Activities:
**a)** In the news article about the fake US embassy recruitment test, who said the test was fake, and where did he say it?
**b)** Summarize the news article about the fake US embassy recruitment test in two sentences.
**c)** Write the next part of the news article about the fake US embassy recruitment test, picking up after its final sentence.

Document excerpt:
US embassy staff test totally 'fake'

By Yan Shuang Source:Global Times Published: 2012-2-21 0:00:02

US embassy spokesman Richard Buangan made clear on his Sina microblog Sunday that an alleged "recruitment test for expatriate employees at the US embassy" is fake.

A picture showing a written exam, which includes nine questions concerning subjects like history, sociology, political science, and even medicine and engineering, has been circulating on microblogs and online forums since Saturday.

"You have been provided with a razor blade, a piece of gauze and a bottle of Scotch. Remove your appendix," reads the test question on medicine.

The exam also includes a question on music, which requires the participants to write a piano concerto and play it with the piano under the desk, and a politics question asks the participants to start World War III and prove they took the side of justice.

According to the instructions, participants need to finish all the nine questions within four hours. The picture on Sina Weibo received more than 22,000 reposts by yesterday. Some called it "a test for spies" and many Web users doubted whether it could be real, since it is too difficult.

"This is fake," Richard Buangan, the US embassy spokesperson commented on his Sina microblog Sunday without further explanation. Neither he nor the embassy's media office replied to a Global Times' interview request via e-mail yesterday, and the office could not be reached by phone.

The original picture of the test comes from the latest issue of news magazine Vistastory, published on Saturday. The magazine put the translated version of the test as an addition to a story that offers an in-depth interview on the workings of the US embassy to China. The interviewee was a former embassy staffer, Dan Picutta.

Chen Jingsong, Vistastory's main writer, told the Global Times yesterday that their information is from a book named Inside a U.S. Embassy: Diplomacy at Work, published by Potomac Books Inc on April 30, 2011.

"In chapter five they introduced this test and we took some questions, translated them and made our list," Chen said. The book is written by Shawn Dorman, associate editor of the Foreign Service Journal.

(Image-backed grounding data)
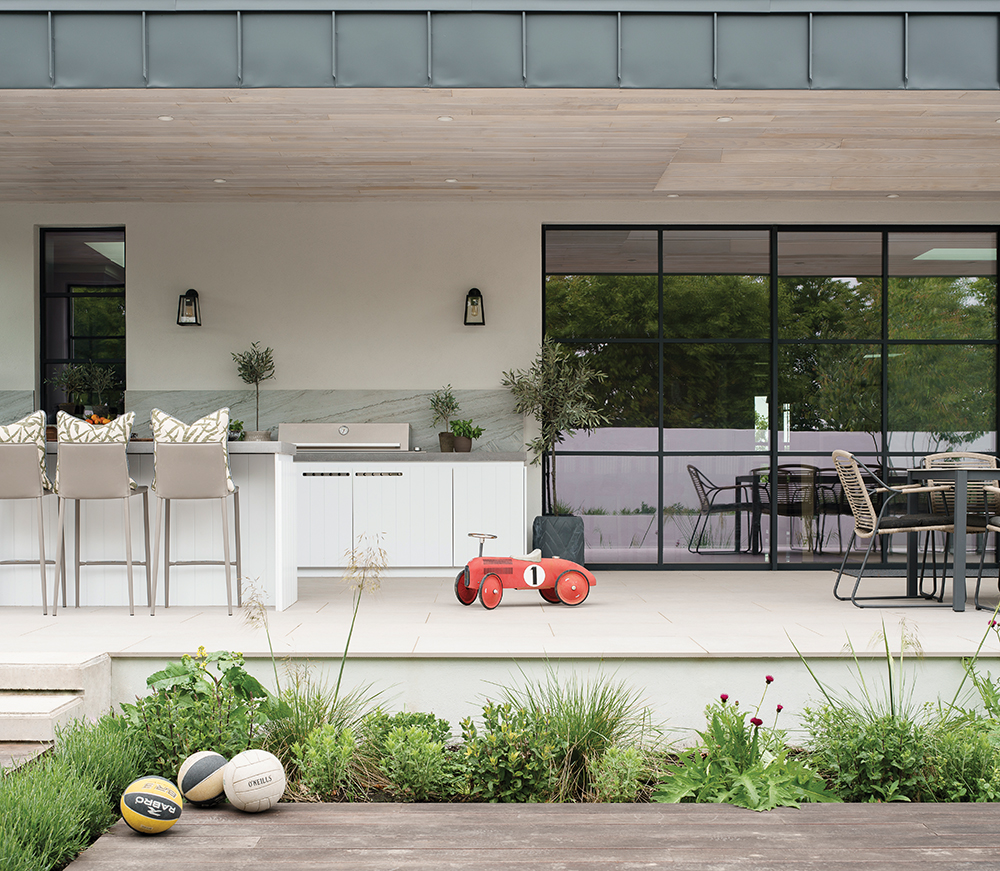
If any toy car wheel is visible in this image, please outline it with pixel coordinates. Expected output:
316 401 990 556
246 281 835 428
479 572 503 611
556 569 590 605
455 571 476 605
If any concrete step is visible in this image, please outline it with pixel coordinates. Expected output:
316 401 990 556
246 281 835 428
0 690 83 741
0 651 111 724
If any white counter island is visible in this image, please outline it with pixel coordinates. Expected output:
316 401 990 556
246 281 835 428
0 440 298 616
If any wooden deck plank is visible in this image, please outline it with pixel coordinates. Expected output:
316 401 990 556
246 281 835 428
69 803 1000 871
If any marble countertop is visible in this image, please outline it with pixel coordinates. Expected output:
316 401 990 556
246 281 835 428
295 451 526 463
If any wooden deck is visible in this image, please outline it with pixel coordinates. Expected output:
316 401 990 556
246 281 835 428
69 804 1000 871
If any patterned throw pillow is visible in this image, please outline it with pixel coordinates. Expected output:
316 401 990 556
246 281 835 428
149 408 236 493
0 411 52 490
56 411 135 491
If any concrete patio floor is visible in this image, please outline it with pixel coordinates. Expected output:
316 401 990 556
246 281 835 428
0 571 1000 730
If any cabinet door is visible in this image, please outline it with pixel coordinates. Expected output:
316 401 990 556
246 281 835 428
296 463 354 568
354 463 452 568
454 463 526 566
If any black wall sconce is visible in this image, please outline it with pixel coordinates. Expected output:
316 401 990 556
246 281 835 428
177 288 201 327
465 287 486 327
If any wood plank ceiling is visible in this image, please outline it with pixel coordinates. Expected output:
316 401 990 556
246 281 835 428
0 88 1000 203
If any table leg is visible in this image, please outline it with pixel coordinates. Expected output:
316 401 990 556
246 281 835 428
945 469 969 611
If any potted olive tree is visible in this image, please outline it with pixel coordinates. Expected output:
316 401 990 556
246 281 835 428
501 338 607 563
233 342 274 442
47 363 88 417
431 384 458 454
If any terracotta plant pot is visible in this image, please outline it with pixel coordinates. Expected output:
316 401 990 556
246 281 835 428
438 432 455 454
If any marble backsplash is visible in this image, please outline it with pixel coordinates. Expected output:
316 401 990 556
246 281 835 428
125 389 524 451
0 390 36 426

Answers by item:
**a)** US embassy spokesman Richard Buangan said it on his Sina microblog.

**b)** A picture of a supposed US embassy recruitment exam with nine absurdly difficult questions spread widely on Chinese microblogs, and embassy spokesman Richard Buangan declared on his Sina microblog that it was fake. The picture came from the news magazine Vistastory, whose main writer said they had translated questions from a test described in chapter five of the book Inside a U.S. Embassy: Diplomacy at Work.

**c)**
"It's written for young people who want to find a job at the US embassy. The questions are collected from people who had worked or applied for jobs at the US embassies, but not officially verified," Chen said.

Chen explained the term "expatriate employees" is their own translation to make it easier to understand for Chinese people, and the original English just says it's for any job applicant.

The article mentions working conditions for US and locally-hired Chinese workers at the US embassy in Beijing, or in one of the US consular offices in China. There is no suggestion that the translated test has anything to do with the interview process for hiring local staff.

A June 2008 issue of Foreign Service Journal carried a story, which includes an English version of the same exam, also written by Dorman. However, according to the magazine, the questions are from the US State Department's entrance exam, in a bid to "measure the stability of perspective Foreign Service officers and to weed out the dummies."

"The following is excerpted from a 'test' that has circulated for years. The author is unknown," reads the story. The English test includes 12 questions, among which eight are the same as the content in the Vistastory report. The English one also tests candidates on biology, philosophy, economics and epistemology.